▶ [EXERCISE GOAL] Pick up the essay below on Catholic priests and the laity and continue it from its final line.

▶ [EXTRACTED TEXT]
That is the key, you know: The laity.
We’ve got the task of changing the world. The clergy has the task of catechizing/inspiring/leading us so that we are equipped to do that. Unfortunately, before the laity can convert the world, the laity itself needs to be converted. Too many Catholics treat Jesus as their cop-out instead of their Lord.
I know that’s a tall order for our priests. I also know that it most decidedly is not what a good many of our men in collars thought they were signing up for when they took their vows. Most of the priests we have today entered a priesthood rolling in automatic respect and trust for their calling which spilled over onto them personally. They saw themselves giving homilies, administering parishes, providing comfort, healing hurts, taking on an occasional pilgrimage and basically doing predictable and rewarding work throughout the long slide to safe and predictable retirement.
What has changed is that they now have to do all those things, with a call to battle heaped on top of it. They must somehow find a way to deal with demoralized and angry parishioners while they play catch up in preparing their people to be strong in their faith in the face of hostility, and learn how to convert a self-dissembling culture.
They’re not up to it. I know that.
But this is the our time. These are our challenges. And the job in front of us is the one the Holy Spirit has chosen for us.
We’ve got to support our priests who are trying to be faithful while learning how to do a whole new job and add it on top the job they already have. As for Catechesis, the parish and diocese which needs it the most are probably also the ones which will mount aggressive resistance to it. When priests try to teach what the Church teaches, parishioners who are also faithful to the Church need to stand by them absolutely, especially in the face of hostility from parishioners who have grown accustomed to the Church teaching what the world teaches.
Catechesis as we’ve been doing it is failing our children, our families, our Church and Our Lord. The evidence is all around us.
That’s the first fact we have to face. The second, which is that we must change our way of doing Catechesis, follows on its heels. Everything after that is detail.
Many of our priests are homosexual.
This is a much-known but little talked about fact of Catholic life.
Some of these homosexual priests are not faithful priests.
That is also a much-known but little talked about fact of Catholic life.
But most homosexual priests are truly devout, faithful priests who are loving pastors.
That is a very well known, but again, little talked about, fact of Catholic life.
As we move forward into this post Christian world, all of us, laity and clergy alike, are going to be challenged by the larger culture. We will find ourselves having to “choose this day” whom we will serve over and again.
We will have to choose between our political parties and the teachings of Christ.
We will have to choose between old friends we love like family and the teachings of Christ.
We will sometimes find ourselves standing alone, harried by professed unbelievers and fallen believers working in tandem to force us to compromise our followership in Christ to go along with the crowd. It may get quite ugly.
As all this winds through, our need for one another will become important to our emotional strength and peace of mind. We are settling in for a long fight. We need the sustenance that only true Christian community can offer to carry us through.
Our priests are going to have to lead us through this. The need for priests who are on fire for Christ and His Church has never been greater. We need their leadership.
And they need our support.

▶ [DATA BLOCK]
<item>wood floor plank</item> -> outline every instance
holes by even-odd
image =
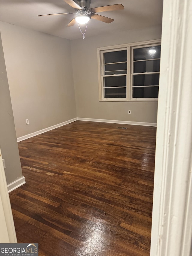
[[[18,241],[42,256],[149,256],[155,127],[76,121],[18,143]]]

▶ [EXERCISE RESPONSE]
Scripture says that without vision the people perish. The vision that will sustain us and enable us to re-convert our lost culture must come from the clergy.
These priests, most of whom are totally unprepared for it, are going to have to dig down inside themselves and find the courage and the faith to lead us through the storms ahead. It’s won’t be easy for them. Many of them will and are failing the test.
There is no doubt — none — that at least some of the ones who stand for Christ will be attacked for doing it. Which leads me to the crux of this post.
Homosexual priests are especially vulnerable to being “outed” and blackmailed by threats of being “outed.” I personally know a priest (who is not from Oklahoma) who was “outed” to his parish as punishment for his support of traditional marriage.
When this happens, we are going to have to stand with these men. It does not matter whether a priest is homosexual or straight. They are, or should be, celibate men who have given their lives to Christ and His Church. The only concern we should have is whether or not they lead us in the authentic teachings of the faith.
We need them to shepherd us through these times, and as the times get uglier, we are going to have to support them when they are maliciously and unjustly attacked.
I am not in any way talking about hiding child abuse or turning a blind eye to reprehensible behavior. I believe that we in the laity have a right to expect authenticity from our priests.
I am talking about something quite specific, and that is the threat of blackmail of faithful priests who happen to be homosexual by “outing” them as gay to their parishes. When someone decides to “out” father so-and-so, we need to look at father so-and-so with the same tenderness that he offers us in the confessional. We need to judge him by his works, his walk with Christ, and not by the attacks which are leveled against him for his fidelity.
A priest who preaches Christ and who does it fearlessly, who consoles us in our grief and forgives us in our shame, is literally a gift from God. When such a priest is attacked, we owe him our support in return.
Roman Catholic Bishops assign priests within their diocese.
When priests are ordained, they place their hands between those of the bishop in a sign of their obedience to him.
Bishop Michael Barber, of the Diocese of Oakland, has evidently reassigned Father Bill Edens, an openly gay priest who has been pastor at Newman Hall Holy Spirit Parish in Berkeley Ca.
Father Edens responded to this with an emotional homily that included reading an excerpt from a poem: “A friend once gave me a gift, a box of darkness, and it took me a long time to discover that even this was a gift.”
Parishioners at Newman Hall Holy Parish have held meetings in an attempt to try to fashion a protest about Father Edens’ reassignment. Father Edens has not participated in these meetings.
Bishop Barber has evidently said in private that he wants to change the pastoral direction of this parish.
Is moving this priest part of that “change in direction?”
Is the priest being punished in some way?
I don’t know. All I know for certain is that re-assigning priests is part of any bishop’s authority and that these reassignments are often painful, both for the priest in question and for the parish.
People grow close to their pastor. They confide in him and learn to trust him. He becomes a source of comfort and Christ-like love for them. When he’s reassigned, it can feel like being orphaned.
Priests return this love. They become the one who knows all these things about the people around them that no one else knows. They are the repository of their parishioner’s darkest secrets and deepest trust. Being torn away from this is like being tossed out of a warm bed and into the cold rain.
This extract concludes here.